[Texto para análise]:
De passagem por Belo Horizonte, a caravana paulista entra em
contato com jovens escritores do
lugar, atraídos pela aura modernista que os viajantes trazem como bagagem mais preciosa. Pedro Nava relata o encontro com
minúcias em "Beira-mar" (1978),
sua admiração especial por Mário, com quem irá trocar cartas, e
cujo exemplar de "Macunaíma"
(1928), recebido do autor, preenche em 1929 com aquarelas magníficas.
O resultado mais duradouro
desse encontro, ou o mais íntimo
e confidencial, talvez seja a longa
correspondência mantida por
Mário de Andrade (1893-1945) e
Carlos Drummond de Andrade
(1902-1987), reunida em "Carlos
& Mário". É o tímido mineiro
quem dá a partida, quem demanda a palavra do visitante ilustre:
"Procure-me nas suas memórias
de Belo Horizonte: um rapaz magro, que esteve consigo no Grande
Hotel, e que muito o estima", diz
em 28 de outubro de 1924. A resposta não demora, numa longa
carta: "Eu sofro de gigantismo
epistolar", diz Mário. Gigantismo
que confirma seu "jeito de gostar
da vida", de "viver com religião a
vida": corpo e alma, carne e espírito, erudito e popular, improviso
e disciplina.

[Material fornecido]:
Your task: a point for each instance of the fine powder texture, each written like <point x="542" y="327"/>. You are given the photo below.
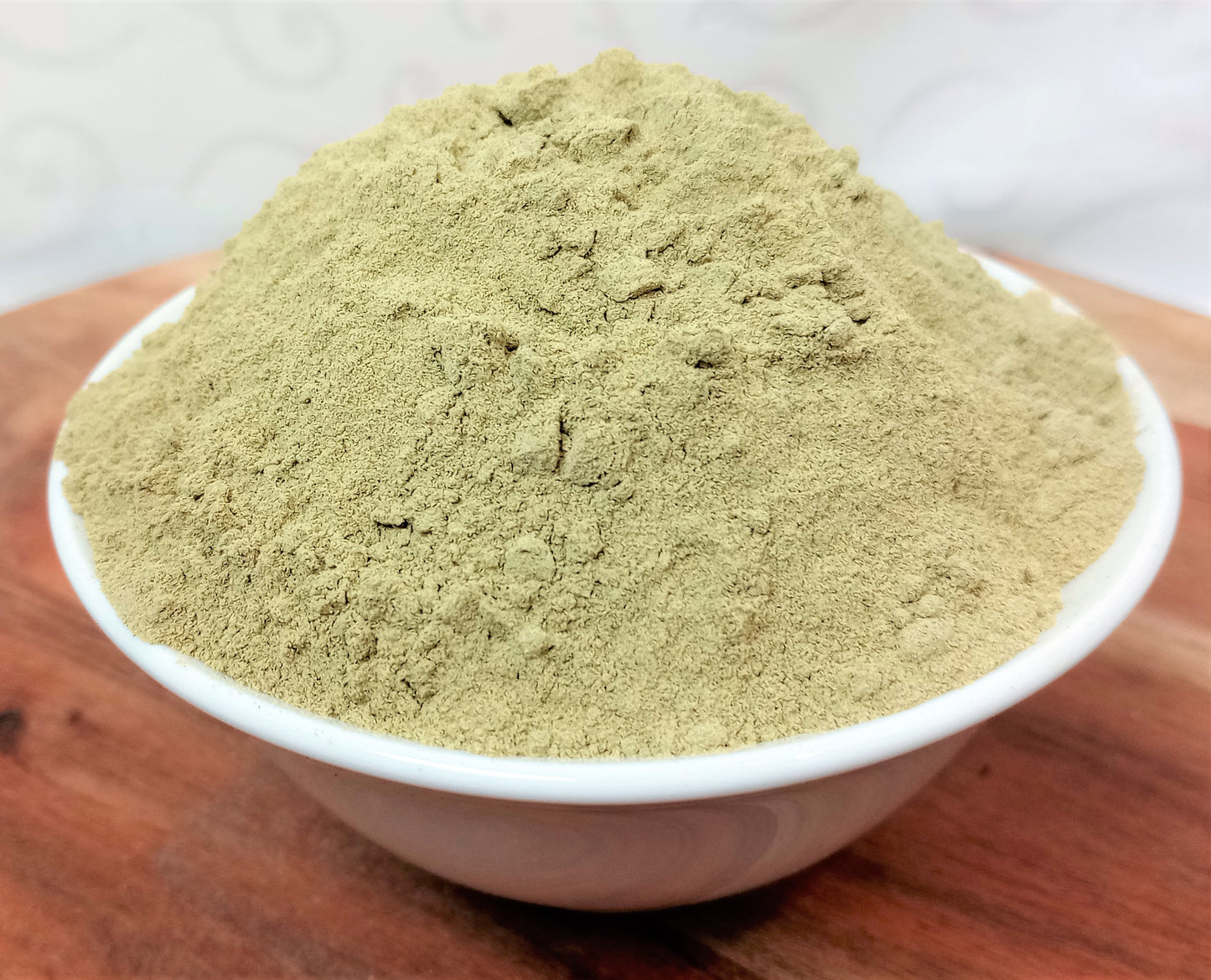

[Questões de estudo]:
A - Diga se cada afirmação concorda com o texto sobre Mário de Andrade e Drummond: (i) Pedro Nava cobriu de aquarelas o exemplar de "Macunaíma" que ganhou de Mário; (ii) a correspondência entre os dois Andrades começou por iniciativa de Mário; (iii) Mário demorou a responder à primeira carta de Drummond. Responda sim ou não e cite as palavras do texto que decidem cada caso.
B - Transcreva do texto sobre Mário de Andrade e Drummond o trecho que vai de "De passagem por" até "com aquarelas magníficas.", inclusive.

[Respostas]:
A -
(i) Sim: "recebido do autor, preenche em 1929 com aquarelas magníficas".
(ii) Não: "É o tímido mineiro quem dá a partida, quem demanda a palavra do visitante ilustre".
(iii) Não: "A resposta não demora".

B -
De passagem por Belo Horizonte, a caravana paulista entra em
contato com jovens escritores do
lugar, atraídos pela aura modernista que os viajantes trazem como bagagem mais preciosa. Pedro Nava relata o encontro com
minúcias em "Beira-mar" (1978),
sua admiração especial por Mário, com quem irá trocar cartas, e
cujo exemplar de "Macunaíma"
(1928), recebido do autor, preenche em 1929 com aquarelas magníficas.